* _Work to complete_:
Every record that follows should be printed verbatim.

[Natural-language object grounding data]

^^^^^^^^^^^^^^^^

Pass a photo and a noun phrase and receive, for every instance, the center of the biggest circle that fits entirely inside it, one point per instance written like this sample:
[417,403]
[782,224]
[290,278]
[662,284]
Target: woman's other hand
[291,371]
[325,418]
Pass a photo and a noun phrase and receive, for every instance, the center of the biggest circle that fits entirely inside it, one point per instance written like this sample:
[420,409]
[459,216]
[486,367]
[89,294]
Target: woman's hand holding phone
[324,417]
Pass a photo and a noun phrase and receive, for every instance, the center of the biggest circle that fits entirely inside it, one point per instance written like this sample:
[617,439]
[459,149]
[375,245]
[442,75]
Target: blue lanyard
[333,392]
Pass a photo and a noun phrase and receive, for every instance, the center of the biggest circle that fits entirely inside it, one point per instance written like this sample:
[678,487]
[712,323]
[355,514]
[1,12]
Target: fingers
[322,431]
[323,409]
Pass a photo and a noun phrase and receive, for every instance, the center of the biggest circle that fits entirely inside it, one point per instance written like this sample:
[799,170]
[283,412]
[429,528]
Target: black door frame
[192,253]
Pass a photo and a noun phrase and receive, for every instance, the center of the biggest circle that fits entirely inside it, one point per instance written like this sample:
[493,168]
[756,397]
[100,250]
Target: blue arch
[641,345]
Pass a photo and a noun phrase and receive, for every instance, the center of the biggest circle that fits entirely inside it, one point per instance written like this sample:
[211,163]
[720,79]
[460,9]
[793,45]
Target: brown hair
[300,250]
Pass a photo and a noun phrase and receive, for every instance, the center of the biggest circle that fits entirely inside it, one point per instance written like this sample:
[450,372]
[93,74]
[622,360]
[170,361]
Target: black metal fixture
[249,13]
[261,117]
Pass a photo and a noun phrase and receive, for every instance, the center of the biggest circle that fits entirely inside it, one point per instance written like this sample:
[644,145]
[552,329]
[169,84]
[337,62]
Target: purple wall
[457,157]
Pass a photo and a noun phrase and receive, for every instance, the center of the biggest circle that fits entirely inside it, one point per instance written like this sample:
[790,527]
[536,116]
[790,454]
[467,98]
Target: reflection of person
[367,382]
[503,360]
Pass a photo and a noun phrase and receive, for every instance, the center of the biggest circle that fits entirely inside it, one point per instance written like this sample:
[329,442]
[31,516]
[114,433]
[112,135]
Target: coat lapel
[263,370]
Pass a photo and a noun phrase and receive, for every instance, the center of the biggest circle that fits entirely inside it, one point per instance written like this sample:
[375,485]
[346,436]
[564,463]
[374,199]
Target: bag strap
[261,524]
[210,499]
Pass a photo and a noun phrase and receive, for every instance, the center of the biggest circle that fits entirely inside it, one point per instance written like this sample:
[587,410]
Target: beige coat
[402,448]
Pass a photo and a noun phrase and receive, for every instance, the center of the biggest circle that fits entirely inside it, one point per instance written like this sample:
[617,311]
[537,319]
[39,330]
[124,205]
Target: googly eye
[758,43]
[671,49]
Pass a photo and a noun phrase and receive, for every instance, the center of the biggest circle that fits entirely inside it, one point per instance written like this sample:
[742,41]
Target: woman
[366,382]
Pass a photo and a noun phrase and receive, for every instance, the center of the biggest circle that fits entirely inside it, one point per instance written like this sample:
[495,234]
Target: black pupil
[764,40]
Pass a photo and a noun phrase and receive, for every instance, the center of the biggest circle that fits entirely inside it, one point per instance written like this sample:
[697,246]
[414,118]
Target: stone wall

^^^^^^^^^^^^^^^^

* _Solution for this task_:
Pass a photo and a noun phrase and receive, for every instance, the center of the biggest circle that fits entirely inside it, one point per instance written like this sample:
[417,403]
[782,224]
[290,278]
[662,284]
Target: woman's other hand
[291,371]
[325,418]
Pass a photo and a noun phrase and receive, for every instance, the center of the biggest circle that fits entirely inside it, one point per instance written like this sample:
[420,409]
[459,216]
[486,367]
[89,294]
Target: woman's hand holding phone
[324,417]
Pass a photo and a noun phrase and receive, for every instance, the center of the biggest circle that fits entirely inside it, one point per instance written like this sample:
[617,439]
[459,149]
[375,245]
[442,75]
Target: blue lanyard
[333,392]
Pass a photo and a noun phrase and receive, for every instance, the center of the biggest circle that fits entirely inside it, one point per instance written like this sample:
[678,487]
[712,323]
[355,514]
[1,12]
Target: fingers
[322,431]
[323,409]
Pass a photo and a noun phrase and receive, for every instance, the center of the biggest circle that fits entirely inside it, one point per instance written like this sample:
[799,170]
[283,412]
[429,528]
Target: black door frame
[192,253]
Pass a photo and a noun phrase and receive, for every instance, the center of the biggest circle that fits entirely inside it, one point per instance written like this sample:
[493,168]
[756,397]
[100,250]
Target: blue arch
[641,345]
Pass a photo and a noun phrase and receive, for every instance, the center of the biggest circle that fits entirely inside it, one point per instance written like this sample:
[211,163]
[720,79]
[460,9]
[793,45]
Target: brown hair
[300,250]
Pass a photo and a noun phrase and receive, for every instance, the center of the biggest circle that fits entirely inside it, one point per instance written like this sample:
[450,372]
[93,74]
[622,360]
[170,361]
Target: black metal fixture
[249,13]
[261,117]
Pass a photo and a noun phrase and receive, for every instance, the center of the biggest circle that fits entirely inside it, one point per instance written like this sample:
[644,145]
[552,329]
[169,84]
[337,62]
Target: purple wall
[457,157]
Pass a photo and a noun phrase and receive, for every instance, the center of the biggest circle that fits entirely inside it, one point per instance written like this sample:
[790,527]
[536,116]
[790,454]
[467,98]
Target: reflection of person
[367,382]
[503,360]
Pass a photo and a noun phrase and receive, for every instance, the center of the biggest circle that fits entirely inside it, one point per instance written like this sample:
[329,442]
[31,516]
[114,433]
[112,135]
Target: coat lapel
[263,370]
Pass a photo and a noun phrase and receive, for every instance, the center of the biggest circle that fits entirely inside it, one point per instance written like this sample:
[375,485]
[346,436]
[564,463]
[374,199]
Target: bag strap
[261,524]
[210,499]
Pass a photo and a noun phrase and receive, for every instance, the center of the biggest circle that fits entirely inside it, one point per instance written like this sample:
[587,410]
Target: beige coat
[402,448]
Pass a photo and a noun phrase and receive, for every instance, the center of the biggest circle that fits entirely inside it, one point per instance written like this sample:
[617,311]
[537,319]
[39,330]
[124,205]
Target: googly eye
[758,43]
[671,49]
Pass a photo and a noun phrase and receive, for every instance, the center of the biggest circle that fits entirely inside it, one point per instance written like this sample:
[742,41]
Target: woman
[366,382]
Pass a photo and a noun phrase and receive, for every instance, the center of the biggest circle that fits entirely inside it, one point per instance written like this sample:
[495,234]
Target: black pupil
[764,40]
Pass a photo and a noun phrase and receive, for every instance, the center of the biggest circle that fits entirely inside it, one point per instance written like this sample:
[697,246]
[414,118]
Target: stone wall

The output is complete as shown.